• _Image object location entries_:
◇ ◇ ◇ ◇ ◇ ◇ ◇

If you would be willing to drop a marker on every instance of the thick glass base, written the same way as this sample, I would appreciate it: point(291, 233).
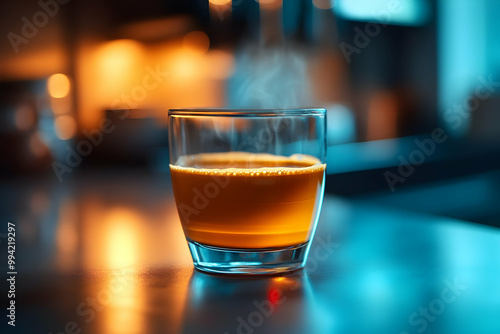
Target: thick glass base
point(248, 261)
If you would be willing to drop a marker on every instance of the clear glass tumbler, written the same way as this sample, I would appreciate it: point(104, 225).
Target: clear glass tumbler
point(248, 185)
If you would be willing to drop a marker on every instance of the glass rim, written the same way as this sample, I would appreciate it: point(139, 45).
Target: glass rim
point(248, 112)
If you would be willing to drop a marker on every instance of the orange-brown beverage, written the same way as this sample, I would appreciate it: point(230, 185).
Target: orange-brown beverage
point(245, 200)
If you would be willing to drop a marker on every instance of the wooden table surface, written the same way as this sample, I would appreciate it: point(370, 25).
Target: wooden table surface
point(104, 253)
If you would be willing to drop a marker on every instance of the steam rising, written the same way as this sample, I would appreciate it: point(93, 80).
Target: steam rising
point(270, 78)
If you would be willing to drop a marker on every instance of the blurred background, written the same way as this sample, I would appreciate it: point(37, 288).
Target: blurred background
point(412, 90)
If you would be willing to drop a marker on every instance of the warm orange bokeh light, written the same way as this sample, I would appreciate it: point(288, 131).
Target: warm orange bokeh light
point(58, 85)
point(220, 64)
point(65, 127)
point(122, 239)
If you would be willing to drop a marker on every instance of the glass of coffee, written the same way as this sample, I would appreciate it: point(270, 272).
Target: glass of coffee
point(248, 185)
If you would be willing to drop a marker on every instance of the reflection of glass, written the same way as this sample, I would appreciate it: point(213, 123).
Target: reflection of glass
point(248, 186)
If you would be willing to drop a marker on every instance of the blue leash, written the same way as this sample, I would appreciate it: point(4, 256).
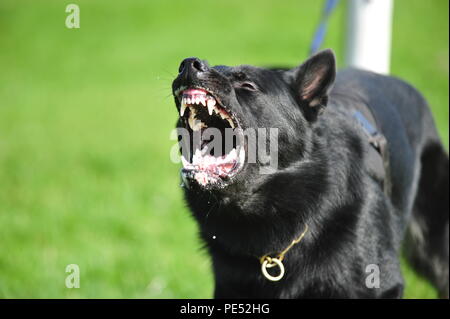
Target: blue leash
point(319, 36)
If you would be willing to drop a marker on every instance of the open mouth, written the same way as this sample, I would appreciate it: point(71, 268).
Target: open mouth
point(211, 159)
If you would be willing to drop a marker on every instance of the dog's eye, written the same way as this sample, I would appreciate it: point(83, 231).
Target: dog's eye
point(248, 86)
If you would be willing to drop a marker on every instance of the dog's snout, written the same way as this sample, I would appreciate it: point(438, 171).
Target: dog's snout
point(191, 66)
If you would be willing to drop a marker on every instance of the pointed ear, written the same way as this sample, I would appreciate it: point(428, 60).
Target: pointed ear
point(313, 80)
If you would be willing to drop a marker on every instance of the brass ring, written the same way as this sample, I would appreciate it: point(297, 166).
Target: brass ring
point(266, 264)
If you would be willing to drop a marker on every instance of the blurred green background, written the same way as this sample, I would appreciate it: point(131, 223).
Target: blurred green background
point(85, 118)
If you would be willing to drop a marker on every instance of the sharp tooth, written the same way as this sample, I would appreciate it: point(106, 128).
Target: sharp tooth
point(182, 108)
point(210, 107)
point(232, 154)
point(184, 161)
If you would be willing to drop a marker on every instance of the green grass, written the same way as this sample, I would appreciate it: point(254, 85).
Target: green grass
point(85, 117)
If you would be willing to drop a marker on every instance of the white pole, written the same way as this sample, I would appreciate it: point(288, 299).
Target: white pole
point(369, 27)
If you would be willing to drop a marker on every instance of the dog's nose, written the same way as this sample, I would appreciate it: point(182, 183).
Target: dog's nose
point(191, 66)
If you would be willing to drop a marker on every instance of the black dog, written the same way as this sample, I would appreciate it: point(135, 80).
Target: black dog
point(329, 219)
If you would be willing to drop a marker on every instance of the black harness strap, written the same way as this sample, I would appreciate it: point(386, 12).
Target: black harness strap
point(378, 157)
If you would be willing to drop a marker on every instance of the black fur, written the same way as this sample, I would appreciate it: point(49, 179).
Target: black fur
point(324, 181)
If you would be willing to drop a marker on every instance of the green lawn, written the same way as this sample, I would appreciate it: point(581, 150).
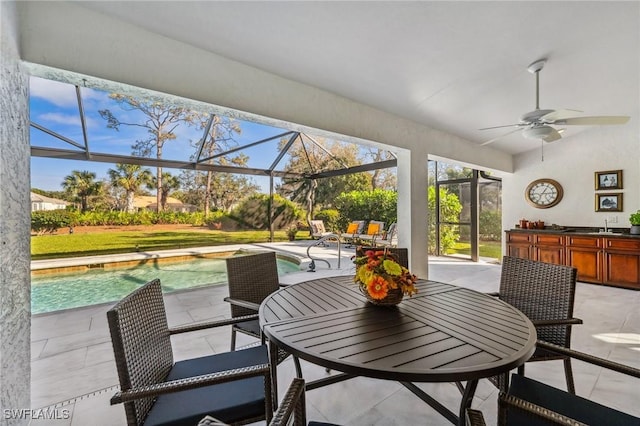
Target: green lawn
point(491, 249)
point(72, 245)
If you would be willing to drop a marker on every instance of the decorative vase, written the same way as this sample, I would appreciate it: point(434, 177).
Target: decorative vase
point(393, 297)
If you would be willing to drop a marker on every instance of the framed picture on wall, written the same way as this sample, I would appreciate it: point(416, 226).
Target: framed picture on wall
point(609, 202)
point(611, 179)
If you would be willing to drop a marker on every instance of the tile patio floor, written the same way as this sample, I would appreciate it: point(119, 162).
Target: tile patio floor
point(72, 358)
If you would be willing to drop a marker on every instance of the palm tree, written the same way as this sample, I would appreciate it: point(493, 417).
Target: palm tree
point(129, 177)
point(81, 185)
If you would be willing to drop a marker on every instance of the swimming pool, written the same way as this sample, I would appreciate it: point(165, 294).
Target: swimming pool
point(53, 292)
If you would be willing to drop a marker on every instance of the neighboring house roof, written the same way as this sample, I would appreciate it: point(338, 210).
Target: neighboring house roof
point(37, 198)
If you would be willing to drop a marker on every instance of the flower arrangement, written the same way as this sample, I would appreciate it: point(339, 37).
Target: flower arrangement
point(378, 272)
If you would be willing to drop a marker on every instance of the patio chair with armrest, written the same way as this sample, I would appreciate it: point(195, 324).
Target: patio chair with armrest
point(545, 293)
point(251, 279)
point(375, 230)
point(530, 402)
point(354, 228)
point(234, 387)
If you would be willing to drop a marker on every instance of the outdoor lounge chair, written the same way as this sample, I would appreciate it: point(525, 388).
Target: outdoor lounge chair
point(354, 228)
point(233, 386)
point(318, 230)
point(545, 293)
point(530, 402)
point(374, 230)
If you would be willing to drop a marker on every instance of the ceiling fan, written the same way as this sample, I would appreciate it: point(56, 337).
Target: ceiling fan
point(537, 123)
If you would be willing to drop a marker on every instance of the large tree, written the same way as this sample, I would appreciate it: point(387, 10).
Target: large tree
point(158, 119)
point(310, 156)
point(80, 185)
point(130, 178)
point(220, 190)
point(169, 183)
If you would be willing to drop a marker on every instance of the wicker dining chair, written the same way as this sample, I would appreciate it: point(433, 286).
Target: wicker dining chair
point(545, 293)
point(251, 279)
point(531, 402)
point(233, 386)
point(401, 254)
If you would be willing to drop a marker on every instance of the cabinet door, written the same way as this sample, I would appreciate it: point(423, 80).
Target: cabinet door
point(622, 269)
point(549, 254)
point(519, 250)
point(588, 261)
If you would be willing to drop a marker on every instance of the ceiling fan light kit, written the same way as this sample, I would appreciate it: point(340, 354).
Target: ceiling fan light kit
point(536, 124)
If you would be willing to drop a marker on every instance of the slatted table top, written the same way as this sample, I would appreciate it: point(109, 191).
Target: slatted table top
point(444, 333)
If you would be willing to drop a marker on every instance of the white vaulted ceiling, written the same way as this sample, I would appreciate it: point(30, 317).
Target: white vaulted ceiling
point(454, 66)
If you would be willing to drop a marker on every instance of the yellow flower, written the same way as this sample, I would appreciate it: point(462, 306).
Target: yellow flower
point(377, 288)
point(391, 267)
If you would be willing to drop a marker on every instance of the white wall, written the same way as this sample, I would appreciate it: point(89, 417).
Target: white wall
point(15, 290)
point(572, 162)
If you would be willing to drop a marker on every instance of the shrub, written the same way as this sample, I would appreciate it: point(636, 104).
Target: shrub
point(331, 218)
point(49, 221)
point(253, 212)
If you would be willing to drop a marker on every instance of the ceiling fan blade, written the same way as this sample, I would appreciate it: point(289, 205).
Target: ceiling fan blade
point(553, 136)
point(559, 114)
point(499, 137)
point(593, 121)
point(500, 127)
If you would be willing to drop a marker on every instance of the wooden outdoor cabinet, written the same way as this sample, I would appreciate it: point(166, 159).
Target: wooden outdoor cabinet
point(519, 245)
point(608, 260)
point(549, 248)
point(584, 254)
point(622, 262)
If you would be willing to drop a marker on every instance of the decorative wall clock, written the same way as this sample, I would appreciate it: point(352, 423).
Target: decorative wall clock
point(543, 193)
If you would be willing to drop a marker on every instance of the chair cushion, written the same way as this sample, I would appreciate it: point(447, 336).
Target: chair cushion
point(373, 228)
point(562, 402)
point(250, 327)
point(228, 402)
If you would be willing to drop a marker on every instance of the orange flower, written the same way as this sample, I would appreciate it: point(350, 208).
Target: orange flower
point(378, 288)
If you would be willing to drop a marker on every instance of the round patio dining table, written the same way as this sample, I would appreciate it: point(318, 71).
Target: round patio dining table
point(444, 333)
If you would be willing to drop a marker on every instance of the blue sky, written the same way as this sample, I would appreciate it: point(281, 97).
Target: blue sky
point(53, 105)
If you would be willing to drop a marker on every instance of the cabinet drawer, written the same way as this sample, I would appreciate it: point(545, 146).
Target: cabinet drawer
point(549, 240)
point(623, 244)
point(518, 237)
point(583, 241)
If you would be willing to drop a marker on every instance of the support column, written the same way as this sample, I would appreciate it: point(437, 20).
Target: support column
point(15, 282)
point(412, 209)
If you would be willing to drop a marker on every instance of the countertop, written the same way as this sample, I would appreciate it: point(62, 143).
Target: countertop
point(592, 232)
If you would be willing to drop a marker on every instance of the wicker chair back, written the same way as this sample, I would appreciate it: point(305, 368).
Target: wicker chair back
point(542, 291)
point(251, 278)
point(140, 333)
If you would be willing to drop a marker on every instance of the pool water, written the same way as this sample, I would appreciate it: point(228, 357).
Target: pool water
point(72, 290)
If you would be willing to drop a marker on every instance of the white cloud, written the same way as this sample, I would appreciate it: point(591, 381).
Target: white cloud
point(56, 117)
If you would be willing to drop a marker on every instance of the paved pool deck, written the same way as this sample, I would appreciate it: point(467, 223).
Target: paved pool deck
point(73, 368)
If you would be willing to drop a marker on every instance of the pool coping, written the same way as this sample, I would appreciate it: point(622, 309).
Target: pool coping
point(142, 257)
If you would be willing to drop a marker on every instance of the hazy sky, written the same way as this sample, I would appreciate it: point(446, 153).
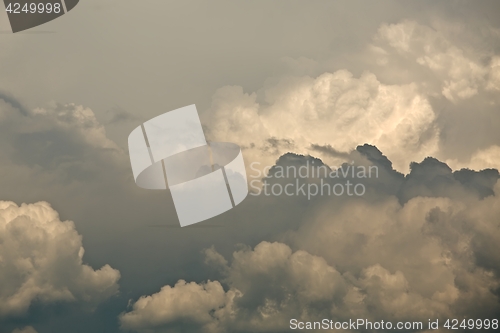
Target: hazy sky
point(288, 81)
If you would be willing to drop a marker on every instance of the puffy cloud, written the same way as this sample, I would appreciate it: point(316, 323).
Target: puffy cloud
point(41, 261)
point(482, 158)
point(334, 109)
point(198, 306)
point(27, 329)
point(462, 71)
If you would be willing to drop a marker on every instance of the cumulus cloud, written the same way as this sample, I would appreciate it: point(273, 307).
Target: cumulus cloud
point(334, 109)
point(195, 306)
point(462, 71)
point(41, 261)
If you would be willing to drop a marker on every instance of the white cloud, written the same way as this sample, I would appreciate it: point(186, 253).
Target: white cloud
point(334, 109)
point(27, 329)
point(461, 71)
point(196, 305)
point(372, 258)
point(41, 261)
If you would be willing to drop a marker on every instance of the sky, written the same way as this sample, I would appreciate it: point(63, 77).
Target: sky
point(412, 88)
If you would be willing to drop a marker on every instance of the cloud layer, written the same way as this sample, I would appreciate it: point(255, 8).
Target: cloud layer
point(41, 261)
point(426, 250)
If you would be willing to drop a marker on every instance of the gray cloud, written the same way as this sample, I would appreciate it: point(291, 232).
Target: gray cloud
point(41, 261)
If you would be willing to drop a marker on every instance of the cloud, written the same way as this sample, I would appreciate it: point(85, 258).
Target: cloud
point(195, 306)
point(462, 71)
point(27, 329)
point(424, 249)
point(301, 113)
point(41, 261)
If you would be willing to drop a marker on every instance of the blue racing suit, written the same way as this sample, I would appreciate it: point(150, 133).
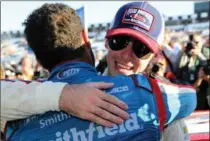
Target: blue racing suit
point(137, 91)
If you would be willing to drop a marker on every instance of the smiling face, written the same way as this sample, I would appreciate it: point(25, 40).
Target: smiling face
point(125, 61)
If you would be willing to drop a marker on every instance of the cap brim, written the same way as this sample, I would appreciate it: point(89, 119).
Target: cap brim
point(152, 44)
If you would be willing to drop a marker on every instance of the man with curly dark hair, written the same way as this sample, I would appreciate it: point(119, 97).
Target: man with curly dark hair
point(56, 35)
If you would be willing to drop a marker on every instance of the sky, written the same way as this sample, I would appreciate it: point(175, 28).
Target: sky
point(13, 13)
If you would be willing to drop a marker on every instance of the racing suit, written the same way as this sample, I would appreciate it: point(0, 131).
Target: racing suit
point(136, 91)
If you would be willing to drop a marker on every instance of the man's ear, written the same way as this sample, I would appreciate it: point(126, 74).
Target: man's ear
point(106, 44)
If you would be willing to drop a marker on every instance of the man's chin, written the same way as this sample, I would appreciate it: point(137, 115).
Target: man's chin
point(124, 71)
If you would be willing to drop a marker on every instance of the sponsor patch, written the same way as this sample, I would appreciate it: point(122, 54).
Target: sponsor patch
point(68, 72)
point(138, 17)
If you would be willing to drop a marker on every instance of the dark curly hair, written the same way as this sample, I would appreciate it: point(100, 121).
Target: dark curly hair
point(53, 31)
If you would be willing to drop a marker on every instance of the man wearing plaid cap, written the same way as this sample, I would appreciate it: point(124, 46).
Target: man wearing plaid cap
point(151, 106)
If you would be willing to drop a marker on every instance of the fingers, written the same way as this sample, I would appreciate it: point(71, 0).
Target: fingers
point(99, 120)
point(100, 85)
point(113, 100)
point(107, 115)
point(111, 110)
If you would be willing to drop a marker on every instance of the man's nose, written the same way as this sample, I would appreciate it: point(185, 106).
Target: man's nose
point(126, 53)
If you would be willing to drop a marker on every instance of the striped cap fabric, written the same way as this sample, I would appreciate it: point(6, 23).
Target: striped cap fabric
point(141, 21)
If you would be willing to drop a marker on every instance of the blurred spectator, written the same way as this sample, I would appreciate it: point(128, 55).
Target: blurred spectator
point(171, 50)
point(27, 67)
point(9, 71)
point(40, 72)
point(191, 59)
point(98, 56)
point(202, 85)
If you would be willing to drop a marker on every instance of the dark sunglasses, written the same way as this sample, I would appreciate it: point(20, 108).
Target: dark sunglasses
point(117, 43)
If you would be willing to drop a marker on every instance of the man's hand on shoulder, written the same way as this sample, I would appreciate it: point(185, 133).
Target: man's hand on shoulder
point(86, 101)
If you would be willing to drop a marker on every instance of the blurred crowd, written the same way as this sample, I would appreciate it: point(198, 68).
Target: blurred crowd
point(185, 57)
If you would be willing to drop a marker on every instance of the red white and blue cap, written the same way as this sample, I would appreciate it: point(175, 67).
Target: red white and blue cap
point(141, 21)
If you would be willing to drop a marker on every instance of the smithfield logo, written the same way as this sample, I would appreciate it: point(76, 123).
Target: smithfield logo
point(68, 72)
point(138, 17)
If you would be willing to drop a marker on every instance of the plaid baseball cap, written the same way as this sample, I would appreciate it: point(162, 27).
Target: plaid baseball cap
point(141, 21)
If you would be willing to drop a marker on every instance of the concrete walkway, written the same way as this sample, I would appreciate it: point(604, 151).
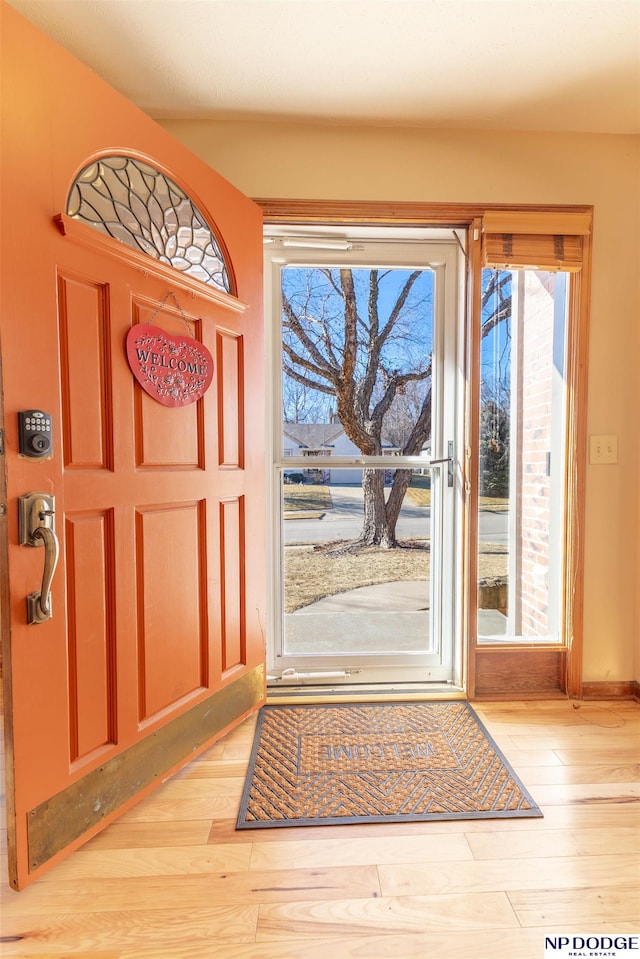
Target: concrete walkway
point(390, 617)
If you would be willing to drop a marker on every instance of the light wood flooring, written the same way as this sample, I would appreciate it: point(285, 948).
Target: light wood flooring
point(172, 879)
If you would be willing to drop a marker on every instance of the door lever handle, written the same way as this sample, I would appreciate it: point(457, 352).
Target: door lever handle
point(40, 603)
point(37, 528)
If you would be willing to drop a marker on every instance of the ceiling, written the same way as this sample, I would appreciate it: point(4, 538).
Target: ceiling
point(570, 65)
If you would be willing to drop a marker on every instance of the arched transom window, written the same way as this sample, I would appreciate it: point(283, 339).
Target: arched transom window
point(140, 206)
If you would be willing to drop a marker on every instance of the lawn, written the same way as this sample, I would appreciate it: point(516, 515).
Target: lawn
point(311, 573)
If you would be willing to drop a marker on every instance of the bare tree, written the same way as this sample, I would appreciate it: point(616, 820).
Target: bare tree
point(364, 342)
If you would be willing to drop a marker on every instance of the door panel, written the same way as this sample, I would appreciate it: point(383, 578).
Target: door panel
point(155, 644)
point(90, 561)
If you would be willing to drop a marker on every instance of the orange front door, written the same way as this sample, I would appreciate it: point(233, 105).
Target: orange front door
point(154, 645)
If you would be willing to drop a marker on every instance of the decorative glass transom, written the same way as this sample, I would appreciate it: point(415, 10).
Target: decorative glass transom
point(135, 203)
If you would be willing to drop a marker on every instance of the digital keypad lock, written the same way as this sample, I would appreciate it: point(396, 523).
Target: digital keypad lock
point(34, 431)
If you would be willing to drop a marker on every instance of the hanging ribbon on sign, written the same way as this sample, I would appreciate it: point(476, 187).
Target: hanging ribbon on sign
point(173, 370)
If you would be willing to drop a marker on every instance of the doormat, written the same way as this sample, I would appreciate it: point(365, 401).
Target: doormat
point(384, 762)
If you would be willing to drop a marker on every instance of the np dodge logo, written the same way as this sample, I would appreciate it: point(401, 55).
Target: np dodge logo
point(174, 370)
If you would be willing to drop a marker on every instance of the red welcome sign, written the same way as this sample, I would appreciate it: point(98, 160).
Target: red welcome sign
point(174, 370)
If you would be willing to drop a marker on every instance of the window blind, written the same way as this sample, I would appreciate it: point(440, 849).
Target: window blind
point(548, 241)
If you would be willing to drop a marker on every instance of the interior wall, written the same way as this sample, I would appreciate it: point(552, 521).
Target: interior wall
point(340, 162)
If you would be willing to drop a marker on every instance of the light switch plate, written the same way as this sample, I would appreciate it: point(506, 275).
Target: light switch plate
point(603, 449)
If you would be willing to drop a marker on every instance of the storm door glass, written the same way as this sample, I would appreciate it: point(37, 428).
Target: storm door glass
point(363, 512)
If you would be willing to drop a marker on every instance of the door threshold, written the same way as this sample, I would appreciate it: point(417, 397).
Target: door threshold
point(364, 693)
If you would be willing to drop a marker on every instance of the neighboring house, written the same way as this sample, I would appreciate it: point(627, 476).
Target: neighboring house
point(324, 439)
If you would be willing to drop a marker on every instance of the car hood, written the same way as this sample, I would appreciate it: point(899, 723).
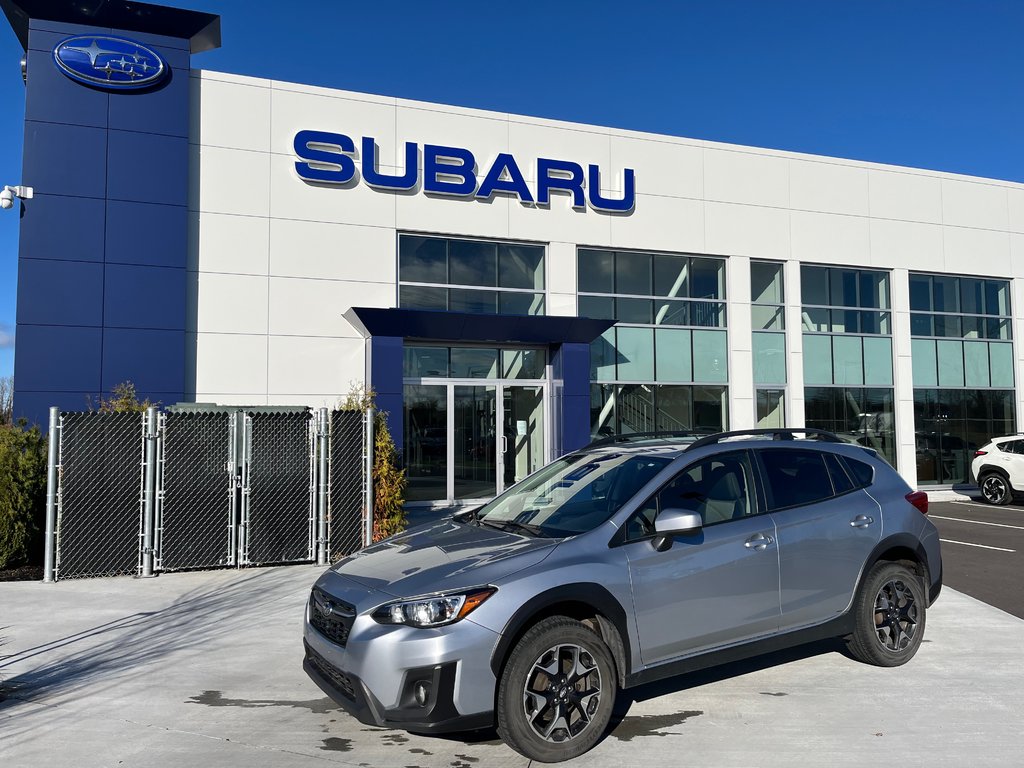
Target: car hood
point(442, 556)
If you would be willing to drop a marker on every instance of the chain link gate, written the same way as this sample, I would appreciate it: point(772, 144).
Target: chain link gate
point(279, 511)
point(196, 489)
point(98, 503)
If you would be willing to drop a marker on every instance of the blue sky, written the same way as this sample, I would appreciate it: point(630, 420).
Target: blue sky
point(934, 84)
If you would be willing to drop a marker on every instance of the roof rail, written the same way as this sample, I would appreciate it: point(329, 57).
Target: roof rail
point(662, 435)
point(773, 433)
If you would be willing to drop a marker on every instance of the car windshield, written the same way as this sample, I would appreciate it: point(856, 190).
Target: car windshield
point(571, 496)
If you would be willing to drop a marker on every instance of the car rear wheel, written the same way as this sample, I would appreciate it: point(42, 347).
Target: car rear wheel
point(995, 488)
point(557, 691)
point(890, 615)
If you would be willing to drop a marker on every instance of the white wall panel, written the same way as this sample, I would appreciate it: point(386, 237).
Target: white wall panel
point(301, 366)
point(562, 267)
point(291, 198)
point(226, 243)
point(747, 230)
point(662, 167)
point(230, 115)
point(421, 212)
point(229, 181)
point(293, 112)
point(662, 224)
point(976, 251)
point(312, 249)
point(529, 140)
point(313, 307)
point(828, 187)
point(230, 303)
point(747, 177)
point(899, 195)
point(230, 363)
point(908, 244)
point(829, 238)
point(971, 204)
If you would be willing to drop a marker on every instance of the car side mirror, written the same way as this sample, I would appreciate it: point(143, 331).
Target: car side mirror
point(674, 522)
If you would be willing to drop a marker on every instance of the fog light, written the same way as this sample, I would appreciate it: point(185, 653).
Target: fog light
point(422, 692)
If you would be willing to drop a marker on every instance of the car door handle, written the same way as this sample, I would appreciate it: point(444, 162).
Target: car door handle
point(758, 542)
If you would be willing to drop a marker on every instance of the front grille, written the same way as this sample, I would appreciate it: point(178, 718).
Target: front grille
point(331, 616)
point(339, 679)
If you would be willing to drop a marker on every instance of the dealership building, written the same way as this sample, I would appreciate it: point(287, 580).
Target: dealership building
point(511, 287)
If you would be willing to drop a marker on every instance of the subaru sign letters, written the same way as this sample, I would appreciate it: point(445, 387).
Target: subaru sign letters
point(330, 159)
point(111, 62)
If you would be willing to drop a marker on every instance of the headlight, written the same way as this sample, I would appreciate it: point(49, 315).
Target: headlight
point(435, 610)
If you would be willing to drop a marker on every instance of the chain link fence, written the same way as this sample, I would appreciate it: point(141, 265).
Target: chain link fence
point(208, 488)
point(99, 496)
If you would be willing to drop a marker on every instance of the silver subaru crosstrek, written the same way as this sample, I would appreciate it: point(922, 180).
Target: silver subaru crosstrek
point(634, 559)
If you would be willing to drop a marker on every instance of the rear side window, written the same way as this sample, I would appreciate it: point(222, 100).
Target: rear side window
point(862, 473)
point(841, 480)
point(796, 477)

◇ ◇ ◇ ◇ ◇ ◇ ◇

Only the lines from the one with "it: point(141, 265)." through the end of the material are wanted; copy them exactly, both ends included.

If you would be willing to drop a marker on every instance of the chain link fence, written the same way as this sample, I would appreciate it: point(141, 265).
Target: chain link fence
point(208, 488)
point(99, 496)
If you would be willing to drop a marker on every instance of the silver subaru crosstrek, written the same way as this sample, I would appreciate it: point(922, 180).
Target: silver subaru crosstrek
point(634, 559)
If you would be willing to drop a marker on every instance of the rear side window, written the same way as this sample, I would appreciate it: point(222, 100).
Target: rear side window
point(862, 473)
point(841, 480)
point(796, 477)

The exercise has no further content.